--- BEGIN Passage to read ---
It's been done before (Germany during the Third Reich, Russia during the Cold
War), but even though the scientists involved did some really good work, they
couldn't do as much as they could have in cooperation with the rest of the
world (a lot of work done abroad was duplicated).

There's a reason science has always been so international - it just makes the
research process a lot quicker and more effective. And a common language helps
enormously. In the Middle Ages (and for quite some time after) the _lingua_
_franca_ of science was Latin. That changed around the 18th-19th century, when
a lot of work started being done in local languages (Mendel wrote his findings
up in German, Darwin in English, Pasteur presumably in French, etc.) This
meant that to stay on top of your field as a scientist you had to understand
all the important languages (English, French, German, some Italian and
Russian). After WWII, English became the new Latin so to speak, and we had a
predominant language again.

So to sum up, if you are prepared to risk scientific isolation, go ahead and
do your own thing in your own language - if a nation state is set on doing
something like this, it will manage at an academic level. But in today's
globalised world, I doubt whether any commercial/industrial players would be
able or even willing to pull it off.

------
hellofunk
You could just as easily ask why English has become the international language
of the world. The two questions are not the same with the same answer, but are
also not disconnected.
--- END Passage to read ---
--- BEGIN Data for this exercise ---
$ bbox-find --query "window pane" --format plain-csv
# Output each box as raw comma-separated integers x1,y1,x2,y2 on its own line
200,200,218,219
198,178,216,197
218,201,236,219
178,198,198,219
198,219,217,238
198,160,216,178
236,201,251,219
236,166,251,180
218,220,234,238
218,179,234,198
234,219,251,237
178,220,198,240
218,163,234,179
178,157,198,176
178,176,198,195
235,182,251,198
--- END Data for this exercise ---
--- BEGIN Data for this exercise ---
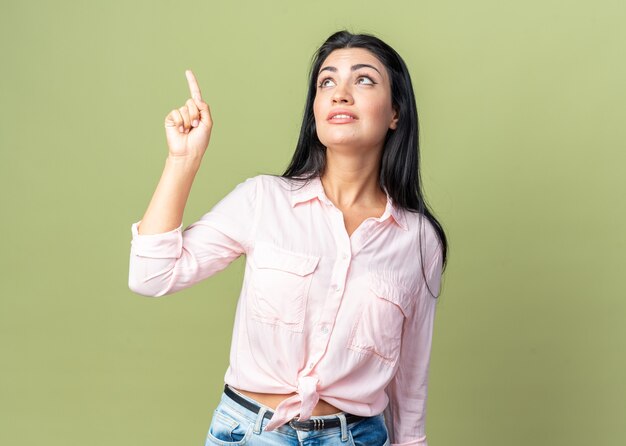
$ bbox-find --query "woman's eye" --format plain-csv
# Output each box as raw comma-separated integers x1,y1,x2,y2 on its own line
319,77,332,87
--- END Data for this exercise ---
_Parts of the exercise_
#1 Rewrite the paragraph of the forum excerpt on the language of science that begins "There's a reason science has always been so international" as a brief bulleted list that keeps its main facts.
#2 Collect every line of the records that contains the string "find", treating uppercase and lowercase as distinct.
The forum excerpt on the language of science has no connection to the records.

_Outputs_
#1
- Science has always been international because this makes research quicker and more effective, and a common language helps greatly.
- In the Middle Ages and for some time afterward, Latin was the lingua franca of science.
- Around the 18th–19th century, much work began to be done in local languages (Mendel in German, Darwin in English).
- Scientists therefore had to understand all the important languages (English, French, German, some Italian and Russian) to keep up with their fields.
- After WWII, English became the new predominant language of science.

#2
$ bbox-find --query "window pane" --format plain-csv
$ bbox-find --query "woman's eye" --format plain-csv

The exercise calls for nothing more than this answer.